■ TEXTE À LIRE
▬▬▬
Fabien Sacriste, Les camps de regroupement en Algérie. Une histoire des déplacements forcés (1954-1962)

Texte intégral
- 1 Cette expression est empruntée à l’ouvrage, incontournable sur la question, de Raphaëlle Branche, L (...)
- 2 Pour des références récentes, voir par exemple : House Jim et MacMaster Neil, Paris 1961. Les Algér (...)
- 3 Le nombre des regroupés comme celui des camps n’est pas connu précisément, et Fabien Sacriste consa (...)
1De la torture érigée en « système » par l’armée française en Algérie1 au massacre des Algériens de métropole du 17 octobre 19612, de nombreux aspects de la répression des indépendantistes algériens par les autorités françaises sont désormais connus du grand public. En dépit de leur ampleur, d’autres pratiques de la guerre d’Algérie (1954-1962) demeurent quant à elles quelque peu oubliées ou reléguées en arrière-plan : c’est le cas des camps de regroupement sur lesquels se penche l’historien Fabien Sacriste dans cet ouvrage. Pendant la guerre, ce sont en effet 2,5 à 3,5 millions d’Algériens qui ont été contraints de quitter leur domicile (soit entre un tiers et la moitié de la population rurale), une part importante d’entre eux ayant été dirigée vers les quelques 2000 camps de regroupement de toutes natures créés par les autorités françaises3.
2Dès l’introduction, l’auteur amorce une réflexion sur l’épineux problème de la dénomination : de multiples termes sont en effet employés, par divers acteurs, pour désigner à la fois les formes de mobilité et les lieux d’arrivée. L’armée distingue par exemple les regroupements contraints et les regroupements volontaires, la part croissante de ces derniers étant supposée prouver le succès de la politique de pacification mise en œuvre en Algérie, quand bien même les regroupements volontaires sont en réalité largement le fruit de la violence de la répression. Les détracteurs de cette politique parlent alors de camps, voire explicitement de camps de concentration, établissant un parallèle infamant avec les pratiques nazies de la Seconde Guerre mondiale. Quant aux promoteurs de cette politique, ils préfèrent employer le terme de centre, puis celui de village, à la connotation bien plus positive, associant de tels lieux au développement économique et au progrès social. On le comprend bien, cette question est donc centrale, et elle demeure présente en filigrane dans tout le livre.
▬▬▬
(Données enregistrées)
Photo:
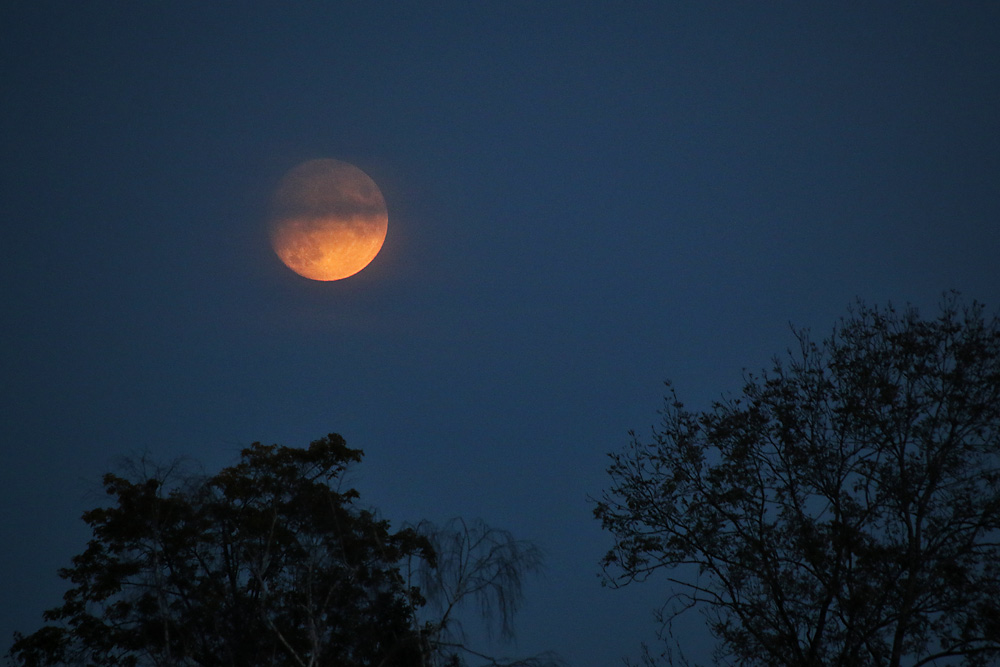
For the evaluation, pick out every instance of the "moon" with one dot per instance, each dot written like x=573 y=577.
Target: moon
x=328 y=220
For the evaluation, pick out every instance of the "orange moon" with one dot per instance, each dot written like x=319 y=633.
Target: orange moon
x=328 y=220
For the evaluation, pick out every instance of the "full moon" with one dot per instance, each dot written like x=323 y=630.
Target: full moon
x=328 y=220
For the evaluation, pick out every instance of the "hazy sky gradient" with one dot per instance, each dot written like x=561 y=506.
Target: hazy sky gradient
▬▬▬
■ TÂCHES À EFFECTUER
a. D'après le compte rendu sur les camps de regroupement, combien d'Algériens ont été contraints de quitter leur domicile pendant la guerre ?
b. Citez le passage du compte rendu sur les camps de regroupement qui va de « Texte intégral » jusqu'à « Les Algér (...) » inclus.
c. Prolongez le compte rendu sur les camps de regroupement en Algérie à partir de sa dernière phrase.
Les données qui précèdent constituent un matériau distinct du compte rendu.

■ RÉPONSES PAR TÂCHE
a. Entre 2,5 et 3,5 millions d'Algériens.

b.
Texte intégral
- 1 Cette expression est empruntée à l’ouvrage, incontournable sur la question, de Raphaëlle Branche, L (...)
- 2 Pour des références récentes, voir par exemple : House Jim et MacMaster Neil, Paris 1961. Les Algér (...)

c.
- 4 Récif montagneux de l’Est du pays, où le mouvement indépendantiste est soutenu par une partie impor (...)
3Trois grandes périodes sont distinguées par Fabien Sacriste selon un plan chronologique. Courant de 1954 à 1957, la première correspond au début des expérimentations de regroupement dans les Aurès4 par des acteurs militaires relativement subalternes, avant que certaines hautes autorités politiques (comme Maurice Papon) ou militaires (tel le général Salan) ne s’en emparent pour l’institutionnaliser. Il s’agit par ce biais de mieux quadriller le territoire et d’encadrer plus étroitement les populations, donc d’assurer une pacification de l’Algérie. Puis, dans les années 1957-1959, qui font l’objet de la deuxième partie, les camps se multiplient dans tout le pays, en dépit des directives d’Alger qui visent à limiter le phénomène (notamment pour des questions budgétaires). Fabien Sacriste y voit alors l’occasion d’étudier de manière plus systématique l’organisation proprement dite des camps et leurs conséquences pour les populations indigènes. Enfin, la troisième période étudiée court de la publication du rapport Rocard de 1959 (dénonçant de manière véhémente les camps) à la fin de la guerre en 1962. L’auteur y met l’accent sur les mutations de la politique de regroupement, avec d’une part des tentatives pour améliorer la situation dans certains camps désormais baptisés « villages », d’autre part l’amorce d’une politique de dégroupement dans la perspective d’un cessez-le-feu avec le Front de libération nationale (FLN).
- 5 Aussi appelées SAS, ces sections administratives spécialisées sont des unités militaires créées au (...)
- 6 Au cours de la crise de mai 1958 (soulèvement d’une partie de la population européenne d’Algérie et (...)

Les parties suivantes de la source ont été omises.